WORK INSTRUCTION: Line by line, copy the material below exactly.

LISTED RECORDS:
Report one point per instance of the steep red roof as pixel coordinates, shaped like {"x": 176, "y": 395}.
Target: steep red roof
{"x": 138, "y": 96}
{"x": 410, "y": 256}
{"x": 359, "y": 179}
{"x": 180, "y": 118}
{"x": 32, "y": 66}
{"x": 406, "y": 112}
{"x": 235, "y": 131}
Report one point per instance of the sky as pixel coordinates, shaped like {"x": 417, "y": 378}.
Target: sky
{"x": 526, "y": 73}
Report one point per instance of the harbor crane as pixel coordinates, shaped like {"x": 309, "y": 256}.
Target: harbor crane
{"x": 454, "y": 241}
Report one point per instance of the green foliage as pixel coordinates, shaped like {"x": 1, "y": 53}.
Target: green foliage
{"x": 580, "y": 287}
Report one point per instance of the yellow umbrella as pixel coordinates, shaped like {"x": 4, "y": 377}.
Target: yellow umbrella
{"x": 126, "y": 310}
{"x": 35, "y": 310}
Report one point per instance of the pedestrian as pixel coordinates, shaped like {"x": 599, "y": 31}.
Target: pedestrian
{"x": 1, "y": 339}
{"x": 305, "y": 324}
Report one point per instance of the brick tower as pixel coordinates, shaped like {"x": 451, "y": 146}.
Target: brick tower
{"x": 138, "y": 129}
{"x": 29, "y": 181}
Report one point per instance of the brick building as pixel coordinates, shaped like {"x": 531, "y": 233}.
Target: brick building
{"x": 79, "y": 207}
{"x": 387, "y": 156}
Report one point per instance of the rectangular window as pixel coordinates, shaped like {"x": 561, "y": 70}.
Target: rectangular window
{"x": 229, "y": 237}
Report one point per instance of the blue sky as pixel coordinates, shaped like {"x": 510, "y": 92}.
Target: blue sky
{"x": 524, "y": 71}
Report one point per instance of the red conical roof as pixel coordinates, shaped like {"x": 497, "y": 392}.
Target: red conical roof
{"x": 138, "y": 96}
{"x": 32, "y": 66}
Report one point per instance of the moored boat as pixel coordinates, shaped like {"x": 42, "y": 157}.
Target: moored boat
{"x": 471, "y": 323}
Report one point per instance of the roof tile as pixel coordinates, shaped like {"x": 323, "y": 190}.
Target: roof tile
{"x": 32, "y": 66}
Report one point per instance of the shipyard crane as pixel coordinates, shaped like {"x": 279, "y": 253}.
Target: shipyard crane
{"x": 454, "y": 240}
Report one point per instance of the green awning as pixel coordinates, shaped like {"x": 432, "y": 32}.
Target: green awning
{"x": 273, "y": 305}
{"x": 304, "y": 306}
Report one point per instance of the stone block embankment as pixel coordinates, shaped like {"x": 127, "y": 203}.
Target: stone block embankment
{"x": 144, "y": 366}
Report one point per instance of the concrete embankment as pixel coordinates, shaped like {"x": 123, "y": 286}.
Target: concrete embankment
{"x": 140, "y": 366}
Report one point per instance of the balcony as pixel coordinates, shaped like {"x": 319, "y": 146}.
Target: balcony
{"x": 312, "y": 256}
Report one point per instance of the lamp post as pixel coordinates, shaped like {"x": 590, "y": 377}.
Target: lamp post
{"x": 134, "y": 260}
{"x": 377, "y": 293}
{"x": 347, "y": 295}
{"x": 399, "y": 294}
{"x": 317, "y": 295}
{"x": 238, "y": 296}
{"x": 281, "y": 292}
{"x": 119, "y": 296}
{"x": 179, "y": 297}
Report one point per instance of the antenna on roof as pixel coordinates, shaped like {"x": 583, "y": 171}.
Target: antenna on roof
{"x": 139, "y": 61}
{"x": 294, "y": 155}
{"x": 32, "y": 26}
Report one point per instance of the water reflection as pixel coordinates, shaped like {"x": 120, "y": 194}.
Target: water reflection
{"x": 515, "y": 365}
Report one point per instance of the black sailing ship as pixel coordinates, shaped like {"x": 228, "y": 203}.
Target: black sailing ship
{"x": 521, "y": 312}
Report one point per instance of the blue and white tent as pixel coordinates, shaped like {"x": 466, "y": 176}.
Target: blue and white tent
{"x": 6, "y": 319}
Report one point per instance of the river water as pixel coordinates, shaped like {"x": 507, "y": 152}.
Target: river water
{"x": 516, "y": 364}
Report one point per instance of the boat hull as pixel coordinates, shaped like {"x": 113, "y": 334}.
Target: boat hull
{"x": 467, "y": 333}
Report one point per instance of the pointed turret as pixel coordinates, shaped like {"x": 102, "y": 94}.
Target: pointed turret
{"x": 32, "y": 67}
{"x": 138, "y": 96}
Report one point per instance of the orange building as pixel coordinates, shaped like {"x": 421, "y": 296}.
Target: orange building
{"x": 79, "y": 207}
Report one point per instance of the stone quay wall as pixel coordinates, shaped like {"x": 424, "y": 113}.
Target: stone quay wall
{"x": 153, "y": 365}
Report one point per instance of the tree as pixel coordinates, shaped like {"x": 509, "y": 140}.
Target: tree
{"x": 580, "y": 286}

EXERCISE SOLUTION:
Report one point per instance of the steep red roof as pixel coordinates, shaped like {"x": 176, "y": 395}.
Target: steep red roof
{"x": 138, "y": 96}
{"x": 410, "y": 256}
{"x": 359, "y": 179}
{"x": 180, "y": 118}
{"x": 32, "y": 66}
{"x": 406, "y": 112}
{"x": 235, "y": 131}
Report one point per instance of the sky as pixel coordinates, shaped like {"x": 417, "y": 378}.
Target: sky
{"x": 526, "y": 73}
Report one point per instance of the harbor crane as pixel coordinates, shaped like {"x": 309, "y": 256}.
Target: harbor crane
{"x": 454, "y": 241}
Report one point per instance of the green foliage as pixel coordinates, shaped like {"x": 1, "y": 53}.
Target: green foliage
{"x": 580, "y": 287}
Report one point per instance of the yellow umbrella as pixel coordinates, shaped like {"x": 4, "y": 377}.
Target: yellow umbrella
{"x": 126, "y": 310}
{"x": 35, "y": 310}
Report one point per instance of the pedestrian as pixel coordinates, shaped like {"x": 599, "y": 31}.
Target: pedestrian
{"x": 1, "y": 339}
{"x": 305, "y": 324}
Report one point per instance of the brick tower as pixel coordinates, shaped like {"x": 451, "y": 146}.
Target: brick tower
{"x": 138, "y": 129}
{"x": 29, "y": 181}
Report one point per instance of the brick building as pixel coordinates, shaped like {"x": 531, "y": 233}.
Target: brick building
{"x": 79, "y": 207}
{"x": 387, "y": 156}
Report one point per instance of the rectangular window as pixel coordinates, shaped like {"x": 561, "y": 70}.
Target: rectangular window
{"x": 229, "y": 237}
Report one point per instance of the blue sky as pixel coordinates, shaped like {"x": 510, "y": 92}.
Target: blue sky
{"x": 524, "y": 71}
Report one point per instance of the red conical roof as pixel coordinates, shaped like {"x": 497, "y": 392}.
Target: red conical roof
{"x": 138, "y": 96}
{"x": 32, "y": 66}
Report one point per instance of the moored boat as pixel coordinates, shaped like {"x": 42, "y": 157}.
Target: moored boat
{"x": 471, "y": 323}
Report one point per instance of the roof tile as pixel coordinates, shaped like {"x": 323, "y": 190}.
Target: roof tile
{"x": 32, "y": 66}
Report one point per instance of the shipyard crane as pixel coordinates, shaped like {"x": 279, "y": 253}.
Target: shipyard crane
{"x": 454, "y": 240}
Report one point per instance of the green awning as pixel coordinates, shaped like {"x": 432, "y": 32}.
Target: green awning
{"x": 273, "y": 305}
{"x": 304, "y": 306}
Report one point per instance of the stone block embankment as pixel coordinates, shaped like {"x": 127, "y": 203}.
Target: stone block embankment
{"x": 144, "y": 366}
Report one point per instance of the concrete embankment as pixel coordinates, shaped like {"x": 123, "y": 286}.
Target: concrete embankment
{"x": 140, "y": 366}
Report one point per instance of the balcony as pixel coordinates, shaped like {"x": 319, "y": 146}.
Target: balcony
{"x": 312, "y": 256}
Report one point per instance of the lamp post as pixel coordinates, shaped like {"x": 590, "y": 377}.
Target: lamp post
{"x": 134, "y": 260}
{"x": 377, "y": 293}
{"x": 347, "y": 295}
{"x": 399, "y": 294}
{"x": 317, "y": 295}
{"x": 238, "y": 296}
{"x": 281, "y": 292}
{"x": 119, "y": 296}
{"x": 179, "y": 297}
Report one point per instance of the antenna on roof as pixel coordinates, shaped like {"x": 583, "y": 171}.
Target: antenna on roof
{"x": 139, "y": 61}
{"x": 294, "y": 155}
{"x": 32, "y": 26}
Report one point per instance of the water reflection as pixel coordinates, shaped like {"x": 120, "y": 194}.
Target: water reflection
{"x": 515, "y": 365}
Report one point per instance of the black sailing ship as pixel coordinates, shaped like {"x": 228, "y": 203}.
Target: black sailing ship
{"x": 521, "y": 312}
Report one point per instance of the blue and white tent as pixel coordinates, shaped like {"x": 466, "y": 176}.
Target: blue and white tent
{"x": 6, "y": 319}
Report one point per instance of the river water as pixel coordinates, shaped like {"x": 507, "y": 152}.
Target: river water
{"x": 516, "y": 364}
Report one point per instance of the boat hull as pixel coordinates, shaped like {"x": 113, "y": 334}.
Target: boat hull
{"x": 467, "y": 333}
Report one point per instance of the pointed turret as pixel coordinates, shaped like {"x": 102, "y": 94}.
Target: pointed turret
{"x": 32, "y": 67}
{"x": 138, "y": 96}
Report one point per instance of the orange building as pixel coordinates, shaped like {"x": 421, "y": 296}.
Target: orange building
{"x": 79, "y": 207}
Report one point per instance of the stone quay wall as pixel coordinates, shaped like {"x": 424, "y": 113}.
Target: stone quay wall
{"x": 153, "y": 365}
Report one point per instance of the tree as pixel coordinates, shaped like {"x": 509, "y": 140}.
Target: tree
{"x": 580, "y": 286}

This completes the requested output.